[Exercise brief]:
Check each line of the entries. Copy the ones that contain the string "terracotta".

[Source information]:

======

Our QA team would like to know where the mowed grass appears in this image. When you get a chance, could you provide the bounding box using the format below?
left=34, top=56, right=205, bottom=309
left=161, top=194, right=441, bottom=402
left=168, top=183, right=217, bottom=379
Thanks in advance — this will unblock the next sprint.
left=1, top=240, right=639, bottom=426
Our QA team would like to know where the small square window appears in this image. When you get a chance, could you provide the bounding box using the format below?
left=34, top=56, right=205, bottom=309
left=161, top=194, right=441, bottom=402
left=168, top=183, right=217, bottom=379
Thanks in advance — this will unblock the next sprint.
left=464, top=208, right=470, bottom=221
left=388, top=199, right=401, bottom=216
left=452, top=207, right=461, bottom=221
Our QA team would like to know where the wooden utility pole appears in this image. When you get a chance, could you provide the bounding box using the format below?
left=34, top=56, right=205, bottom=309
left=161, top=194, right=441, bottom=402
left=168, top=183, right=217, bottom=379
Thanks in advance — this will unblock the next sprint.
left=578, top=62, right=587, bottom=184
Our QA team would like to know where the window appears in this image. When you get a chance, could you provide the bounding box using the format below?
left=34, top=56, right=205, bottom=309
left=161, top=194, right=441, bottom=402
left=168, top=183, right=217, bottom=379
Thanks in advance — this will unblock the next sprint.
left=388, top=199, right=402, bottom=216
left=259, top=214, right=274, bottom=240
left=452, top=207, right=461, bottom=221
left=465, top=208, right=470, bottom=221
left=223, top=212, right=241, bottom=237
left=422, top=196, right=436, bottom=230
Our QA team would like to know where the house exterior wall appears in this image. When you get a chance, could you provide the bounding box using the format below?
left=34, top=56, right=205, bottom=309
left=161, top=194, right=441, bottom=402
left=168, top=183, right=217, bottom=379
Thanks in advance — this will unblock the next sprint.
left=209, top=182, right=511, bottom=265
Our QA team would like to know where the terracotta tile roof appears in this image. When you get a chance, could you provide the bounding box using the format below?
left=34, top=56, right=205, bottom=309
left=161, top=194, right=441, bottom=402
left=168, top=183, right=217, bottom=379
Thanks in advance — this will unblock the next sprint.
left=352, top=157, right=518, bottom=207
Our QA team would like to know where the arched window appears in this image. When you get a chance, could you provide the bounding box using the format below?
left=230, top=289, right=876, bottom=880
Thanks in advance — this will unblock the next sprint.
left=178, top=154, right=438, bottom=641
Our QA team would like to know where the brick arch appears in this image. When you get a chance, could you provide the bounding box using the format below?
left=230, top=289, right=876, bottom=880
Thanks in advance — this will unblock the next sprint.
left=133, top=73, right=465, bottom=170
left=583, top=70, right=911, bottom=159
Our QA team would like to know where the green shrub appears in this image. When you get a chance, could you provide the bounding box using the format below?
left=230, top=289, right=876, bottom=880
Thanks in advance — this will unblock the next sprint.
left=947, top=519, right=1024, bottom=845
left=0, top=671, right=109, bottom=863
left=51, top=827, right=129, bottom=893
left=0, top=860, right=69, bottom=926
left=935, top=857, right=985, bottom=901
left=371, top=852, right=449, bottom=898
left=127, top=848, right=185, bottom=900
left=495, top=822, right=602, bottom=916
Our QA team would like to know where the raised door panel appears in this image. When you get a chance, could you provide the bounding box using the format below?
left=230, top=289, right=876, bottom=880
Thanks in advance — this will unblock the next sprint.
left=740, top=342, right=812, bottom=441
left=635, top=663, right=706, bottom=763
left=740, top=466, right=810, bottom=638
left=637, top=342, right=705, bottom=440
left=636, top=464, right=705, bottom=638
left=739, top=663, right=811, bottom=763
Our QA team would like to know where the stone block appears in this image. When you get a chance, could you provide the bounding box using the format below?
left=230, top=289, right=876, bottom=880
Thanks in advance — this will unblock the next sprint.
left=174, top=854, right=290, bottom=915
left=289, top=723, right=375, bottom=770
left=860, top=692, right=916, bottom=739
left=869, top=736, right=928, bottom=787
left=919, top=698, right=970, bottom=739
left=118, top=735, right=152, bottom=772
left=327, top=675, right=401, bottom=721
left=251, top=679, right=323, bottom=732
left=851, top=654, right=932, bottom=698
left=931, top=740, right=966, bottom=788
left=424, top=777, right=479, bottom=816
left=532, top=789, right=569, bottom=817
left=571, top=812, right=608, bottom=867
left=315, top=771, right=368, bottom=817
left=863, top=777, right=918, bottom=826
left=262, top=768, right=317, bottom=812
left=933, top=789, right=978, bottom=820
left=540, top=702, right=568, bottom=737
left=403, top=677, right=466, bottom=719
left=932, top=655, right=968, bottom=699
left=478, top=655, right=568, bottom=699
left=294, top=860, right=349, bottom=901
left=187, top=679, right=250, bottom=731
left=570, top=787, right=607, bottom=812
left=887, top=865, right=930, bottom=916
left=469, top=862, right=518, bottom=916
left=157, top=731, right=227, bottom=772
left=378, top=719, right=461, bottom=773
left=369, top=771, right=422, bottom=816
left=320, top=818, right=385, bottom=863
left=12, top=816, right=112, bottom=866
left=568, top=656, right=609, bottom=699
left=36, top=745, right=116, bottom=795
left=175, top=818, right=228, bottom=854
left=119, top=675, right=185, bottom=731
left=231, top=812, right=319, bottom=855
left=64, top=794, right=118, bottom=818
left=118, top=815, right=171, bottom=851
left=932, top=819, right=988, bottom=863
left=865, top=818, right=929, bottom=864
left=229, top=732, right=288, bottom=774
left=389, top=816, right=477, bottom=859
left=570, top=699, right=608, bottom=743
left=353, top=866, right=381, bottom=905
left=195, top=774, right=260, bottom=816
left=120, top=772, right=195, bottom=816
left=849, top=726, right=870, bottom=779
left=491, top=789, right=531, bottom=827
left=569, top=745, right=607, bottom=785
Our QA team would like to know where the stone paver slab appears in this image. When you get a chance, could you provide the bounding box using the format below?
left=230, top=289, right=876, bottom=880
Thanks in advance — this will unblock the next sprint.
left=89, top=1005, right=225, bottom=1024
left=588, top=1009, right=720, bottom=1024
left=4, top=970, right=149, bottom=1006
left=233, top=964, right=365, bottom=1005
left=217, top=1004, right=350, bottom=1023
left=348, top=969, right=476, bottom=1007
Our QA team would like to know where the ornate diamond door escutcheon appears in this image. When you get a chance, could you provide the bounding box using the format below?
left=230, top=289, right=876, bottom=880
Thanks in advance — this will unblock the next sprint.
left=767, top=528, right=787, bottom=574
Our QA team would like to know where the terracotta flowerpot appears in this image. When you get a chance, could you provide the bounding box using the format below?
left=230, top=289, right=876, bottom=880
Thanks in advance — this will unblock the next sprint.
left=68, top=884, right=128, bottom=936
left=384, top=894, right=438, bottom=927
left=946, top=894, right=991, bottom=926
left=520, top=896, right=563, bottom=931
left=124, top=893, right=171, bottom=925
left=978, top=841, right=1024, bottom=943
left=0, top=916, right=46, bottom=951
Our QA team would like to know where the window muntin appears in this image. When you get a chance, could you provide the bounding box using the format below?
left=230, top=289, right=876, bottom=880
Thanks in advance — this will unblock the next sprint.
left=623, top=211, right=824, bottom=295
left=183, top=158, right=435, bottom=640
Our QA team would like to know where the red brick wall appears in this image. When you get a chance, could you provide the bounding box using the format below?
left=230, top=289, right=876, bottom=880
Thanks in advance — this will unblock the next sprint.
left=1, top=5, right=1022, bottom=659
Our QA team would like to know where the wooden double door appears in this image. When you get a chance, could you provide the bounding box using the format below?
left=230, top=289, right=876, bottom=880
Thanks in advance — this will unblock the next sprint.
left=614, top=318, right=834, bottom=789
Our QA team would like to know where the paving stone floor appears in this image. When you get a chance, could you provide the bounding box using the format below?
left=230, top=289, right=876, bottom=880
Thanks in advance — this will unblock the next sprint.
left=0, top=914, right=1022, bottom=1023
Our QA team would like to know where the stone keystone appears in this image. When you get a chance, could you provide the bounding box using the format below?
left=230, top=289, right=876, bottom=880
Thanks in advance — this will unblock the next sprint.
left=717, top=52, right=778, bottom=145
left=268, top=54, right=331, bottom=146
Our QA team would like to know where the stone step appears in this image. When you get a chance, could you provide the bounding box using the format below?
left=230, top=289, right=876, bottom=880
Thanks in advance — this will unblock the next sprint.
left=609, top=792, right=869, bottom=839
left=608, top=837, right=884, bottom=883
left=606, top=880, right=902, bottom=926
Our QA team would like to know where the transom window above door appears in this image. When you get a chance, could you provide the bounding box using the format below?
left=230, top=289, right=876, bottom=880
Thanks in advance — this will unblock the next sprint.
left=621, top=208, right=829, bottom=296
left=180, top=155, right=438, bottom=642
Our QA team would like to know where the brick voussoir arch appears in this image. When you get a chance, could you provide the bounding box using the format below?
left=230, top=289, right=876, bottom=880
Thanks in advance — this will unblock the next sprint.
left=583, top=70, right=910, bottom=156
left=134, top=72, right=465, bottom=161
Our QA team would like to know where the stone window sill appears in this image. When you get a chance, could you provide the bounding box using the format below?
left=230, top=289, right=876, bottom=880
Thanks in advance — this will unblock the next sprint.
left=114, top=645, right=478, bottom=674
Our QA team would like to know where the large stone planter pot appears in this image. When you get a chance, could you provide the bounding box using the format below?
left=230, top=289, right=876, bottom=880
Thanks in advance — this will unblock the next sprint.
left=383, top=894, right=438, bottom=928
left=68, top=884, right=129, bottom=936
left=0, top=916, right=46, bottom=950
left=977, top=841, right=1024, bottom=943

======

[Task solution]:
Our QA team would like to know where the terracotta tile roof appears in this image. When you get a chance, could you provide the bounding box using the format below?
Our QA team would like to know where the terracotta flowerpot appears in this image. When you get a chance, could you provide the bounding box using the format below?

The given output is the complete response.